### What to do:
Return all of the entries below, word for word. Omit each picture.

━━━━━ Data excerpts ━━━━━

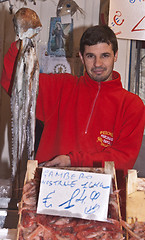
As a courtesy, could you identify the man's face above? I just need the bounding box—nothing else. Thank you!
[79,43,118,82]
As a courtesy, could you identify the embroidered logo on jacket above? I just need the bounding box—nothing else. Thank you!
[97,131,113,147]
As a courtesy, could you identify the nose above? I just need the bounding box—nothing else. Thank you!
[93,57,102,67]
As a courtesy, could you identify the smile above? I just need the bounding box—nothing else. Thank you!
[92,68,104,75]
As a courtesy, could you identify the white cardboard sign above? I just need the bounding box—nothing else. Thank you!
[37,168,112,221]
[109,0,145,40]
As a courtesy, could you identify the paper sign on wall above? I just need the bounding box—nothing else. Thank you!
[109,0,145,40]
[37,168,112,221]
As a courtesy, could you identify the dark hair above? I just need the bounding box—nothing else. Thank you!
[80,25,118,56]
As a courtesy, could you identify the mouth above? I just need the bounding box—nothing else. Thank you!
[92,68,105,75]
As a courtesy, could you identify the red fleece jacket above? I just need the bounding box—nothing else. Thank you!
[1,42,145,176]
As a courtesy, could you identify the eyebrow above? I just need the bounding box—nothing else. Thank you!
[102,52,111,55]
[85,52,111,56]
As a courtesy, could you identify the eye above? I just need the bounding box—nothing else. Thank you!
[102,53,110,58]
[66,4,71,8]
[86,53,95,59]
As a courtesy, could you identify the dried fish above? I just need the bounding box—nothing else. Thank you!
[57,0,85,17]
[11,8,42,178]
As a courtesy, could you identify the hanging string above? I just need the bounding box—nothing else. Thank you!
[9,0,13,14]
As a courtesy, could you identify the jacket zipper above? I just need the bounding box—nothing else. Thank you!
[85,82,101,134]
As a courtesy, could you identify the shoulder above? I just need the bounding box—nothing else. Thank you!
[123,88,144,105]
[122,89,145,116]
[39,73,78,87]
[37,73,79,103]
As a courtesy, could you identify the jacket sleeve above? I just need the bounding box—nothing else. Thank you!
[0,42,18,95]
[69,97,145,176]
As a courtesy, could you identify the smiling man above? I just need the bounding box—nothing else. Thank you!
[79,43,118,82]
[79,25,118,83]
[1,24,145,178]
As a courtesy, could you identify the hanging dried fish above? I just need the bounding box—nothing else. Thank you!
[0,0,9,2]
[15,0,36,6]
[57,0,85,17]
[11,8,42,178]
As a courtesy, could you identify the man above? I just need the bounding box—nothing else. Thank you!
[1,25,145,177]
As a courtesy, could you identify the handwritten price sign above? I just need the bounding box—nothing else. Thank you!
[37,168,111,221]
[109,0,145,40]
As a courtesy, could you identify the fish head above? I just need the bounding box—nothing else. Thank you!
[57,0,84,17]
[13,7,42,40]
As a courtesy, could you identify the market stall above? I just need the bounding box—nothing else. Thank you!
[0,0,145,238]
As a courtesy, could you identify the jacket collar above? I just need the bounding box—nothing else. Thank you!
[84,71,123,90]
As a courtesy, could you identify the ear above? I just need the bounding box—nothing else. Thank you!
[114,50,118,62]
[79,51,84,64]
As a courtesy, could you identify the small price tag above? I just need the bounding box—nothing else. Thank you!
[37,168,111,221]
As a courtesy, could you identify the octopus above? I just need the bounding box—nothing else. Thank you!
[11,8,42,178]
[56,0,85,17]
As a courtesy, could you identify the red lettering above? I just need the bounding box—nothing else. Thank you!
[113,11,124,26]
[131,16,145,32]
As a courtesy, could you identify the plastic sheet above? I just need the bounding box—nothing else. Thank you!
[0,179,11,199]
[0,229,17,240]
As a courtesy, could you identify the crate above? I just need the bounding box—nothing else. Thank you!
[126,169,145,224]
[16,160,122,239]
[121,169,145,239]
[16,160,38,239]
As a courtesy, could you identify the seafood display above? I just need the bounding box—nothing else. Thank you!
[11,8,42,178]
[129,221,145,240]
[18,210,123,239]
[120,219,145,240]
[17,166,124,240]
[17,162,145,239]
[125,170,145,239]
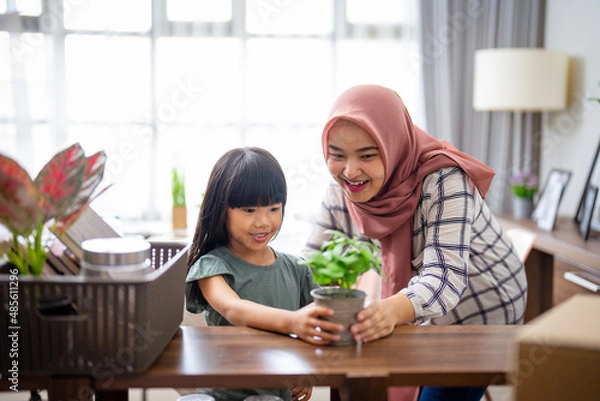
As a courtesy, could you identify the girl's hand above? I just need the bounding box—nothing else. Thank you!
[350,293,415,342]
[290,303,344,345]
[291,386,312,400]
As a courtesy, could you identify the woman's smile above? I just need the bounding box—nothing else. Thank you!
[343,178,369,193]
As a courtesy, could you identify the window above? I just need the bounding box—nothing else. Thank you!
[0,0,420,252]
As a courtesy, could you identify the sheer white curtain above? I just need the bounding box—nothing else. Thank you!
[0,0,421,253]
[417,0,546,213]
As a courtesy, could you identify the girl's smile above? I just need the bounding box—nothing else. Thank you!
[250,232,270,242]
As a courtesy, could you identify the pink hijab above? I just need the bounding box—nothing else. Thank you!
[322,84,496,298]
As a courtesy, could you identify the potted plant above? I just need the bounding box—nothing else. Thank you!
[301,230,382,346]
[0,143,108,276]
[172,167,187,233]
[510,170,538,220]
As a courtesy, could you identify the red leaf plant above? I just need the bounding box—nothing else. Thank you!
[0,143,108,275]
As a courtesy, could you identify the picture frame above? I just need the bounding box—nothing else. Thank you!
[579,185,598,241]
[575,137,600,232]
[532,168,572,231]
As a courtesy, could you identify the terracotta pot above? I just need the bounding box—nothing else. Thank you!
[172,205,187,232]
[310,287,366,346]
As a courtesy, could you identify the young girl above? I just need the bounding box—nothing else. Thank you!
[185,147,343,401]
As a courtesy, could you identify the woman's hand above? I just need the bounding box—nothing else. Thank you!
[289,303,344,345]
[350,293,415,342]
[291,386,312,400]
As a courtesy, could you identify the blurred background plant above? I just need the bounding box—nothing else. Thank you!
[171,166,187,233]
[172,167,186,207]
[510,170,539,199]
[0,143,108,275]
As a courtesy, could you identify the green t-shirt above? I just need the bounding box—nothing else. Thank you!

━━━━━

### Answer box:
As a courtesy, could you identify the man's face above? I just need the bounding box—nothing else. Thank you!
[79,43,118,82]
As a courtesy, could you identify the embroidered logo on jacket above? I just need the bounding box—nothing else. Thank you!
[97,131,113,147]
As a courtesy, could you identify the nose above? I just need the bounding box—nothing else. Thank you!
[93,57,102,67]
As a courtesy, could you identify the smile above? I just need the bounding box—nothing else. Thank you!
[92,68,104,75]
As a courtesy, could you identify the white cardboard sign above? I just need the bounding box—nothing else. Thank you!
[37,168,112,221]
[109,0,145,40]
As a courtesy, could you identify the paper sign on wall above? I just need the bounding box—nothing else. Thank you!
[109,0,145,40]
[37,168,112,221]
As a courtesy, could you identify the dark hair above? I just need the bounding box—nothing else. Thank you!
[80,25,118,56]
As a courtesy, could you identify the mouth above? I just need the bounding box—nothing else. Thank you!
[92,68,105,75]
As a courtesy, could you identify the red fleece jacket above? I just need the bounding box—nothing else. Thank you!
[1,42,145,176]
As a courtesy, could you identify the eyebrow above? I just need the bounding box—nothing else. Thank you!
[102,52,111,55]
[85,52,111,56]
As a courtesy, could you identify the eye above? I just need the bounding box—nothing else. Thank you!
[102,53,110,58]
[66,4,71,8]
[86,53,95,59]
As a courtesy, could you identify the dried fish above? I just need the bounding box—nothing else. Thank you!
[57,0,85,17]
[11,8,42,178]
As a courtesy, could you identify the hanging string above? I just need the bounding box—nothing else. Thank you!
[9,0,13,14]
As a courtesy, could you identify the jacket zipper above? I just need the bounding box—nothing else. Thank you!
[85,82,101,134]
As a courtesy, could you identify the shoulder above? I just need the bounding box—nothing else. Thank you!
[123,88,144,105]
[122,89,145,116]
[39,73,78,87]
[37,73,79,103]
As a courtesy, could you identify the jacket sleeve above? I just need the bounding box—nothing else. Thank you!
[0,42,18,95]
[69,97,145,176]
As a courtesy, could you identify the smiling man above? I just need the bounding box—nothing else. Thank you!
[79,43,118,82]
[79,25,118,83]
[1,24,145,178]
As a courtesy, could you identify the hanging dried fish above? I just need the bounding box—nothing else. Thank you!
[0,0,9,2]
[15,0,36,6]
[57,0,85,17]
[11,8,42,178]
As a courtesy, could you identify the man above? I just need the bounding box—nothing else. Thank you!
[1,25,145,177]
As a courtesy, could you identify the handwritten price sign above? I just need the bounding box—nothing else. Thank you!
[37,168,111,221]
[109,0,145,40]
As a courtesy, could you identify the fish head above? I just need the bounding box—nothing else. Thank you!
[57,0,84,17]
[13,7,42,40]
As a courtesy, could you identify the market stall above? I just need the bounding box—nothing else. Thank you!
[0,0,145,238]
As a courtesy, could you identify the jacket collar above? I just need the bounding box—nothing else. Thank you!
[84,71,123,90]
As a courtesy, could you identify the ear above? I just need the bounding box—nothing else. Thank you!
[114,50,118,62]
[79,51,84,64]
As a courtesy, could you identify the small price tag above? I just need the bounding box—nothing else. Thank you!
[37,168,111,221]
As a courtesy, could you identify the octopus above? I just need the bounding box—nothing else. Thank you!
[11,8,42,178]
[56,0,85,17]
As a courtesy, could you identify the red lettering above? I just need the bounding box—nothing else. Thank you!
[113,11,124,26]
[131,16,145,32]
As a courtesy, could you identify the plastic sheet above? I just need the bounding box—nothing else. Thank you!
[0,179,11,199]
[0,229,17,240]
As a courtesy, could you identify the crate above? I just need the bounding box—nothing else. Thank you!
[126,169,145,224]
[16,160,122,239]
[121,169,145,239]
[16,160,38,239]
As a courtesy, could you identify the seafood display above? I just need the bounding box—nothing else. Thank you!
[11,8,42,178]
[129,221,145,240]
[18,210,123,239]
[120,219,145,240]
[17,166,124,240]
[17,162,145,239]
[125,170,145,239]
As a courtesy, could you identify the girl's hand above? I just need the bounding box—nothing else. Thank you!
[350,293,415,342]
[290,303,344,345]
[291,386,312,400]
As a courtesy, could you identify the woman's smile above? I just need the bounding box—nothing else. Thank you!
[343,178,369,193]
As a courtesy, could you identify the window above? I just need the bounding box—nothing else. Thank you!
[0,0,420,252]
As a courtesy, could you identify the sheer white curtain above? I just need the bounding box—nothing else. Thank you!
[0,0,421,253]
[417,0,546,213]
As a courtesy, could you identify the girl's smile above? I just need the bounding box—nothing else. Thank you!
[250,232,270,242]
As a courtesy, could you identify the pink hijab above? I just need the bounding box—nothing else. Thank you!
[322,84,496,298]
As a courtesy, could you identify the potted plant above? I just need the bounding box—nothing else. Thank you!
[301,230,382,346]
[0,143,108,276]
[172,167,187,233]
[510,170,538,220]
As a courtesy, could you identify the red leaf plant above? I just need the bounding box—nothing else. Thank you!
[0,143,108,275]
As a courtesy, could you identify the picture frame above? I just need the bounding box—nothing else. Thank you!
[579,185,598,241]
[575,137,600,232]
[532,168,572,231]
As a courtesy, could you identify the terracotta pot above? I just need the bounding box—nothing else. Thank you!
[172,205,187,232]
[310,287,366,346]
As a courtesy, could you identify the young girl above? I just need the bounding box—nothing else. Thank you!
[185,147,343,401]
As a courtesy, could you identify the woman's hand above? I just need the bounding box—nothing else. Thank you!
[289,303,344,345]
[350,293,415,342]
[291,386,312,400]
As a courtesy, could you identify the blurred background plant above? I just need the bounding box—nothing else. Thank you!
[171,166,187,233]
[172,167,186,207]
[510,170,539,199]
[0,143,108,275]
As a courtesy, could you identify the green t-shirt above? I just need the bounding box—nothing else. Thank you!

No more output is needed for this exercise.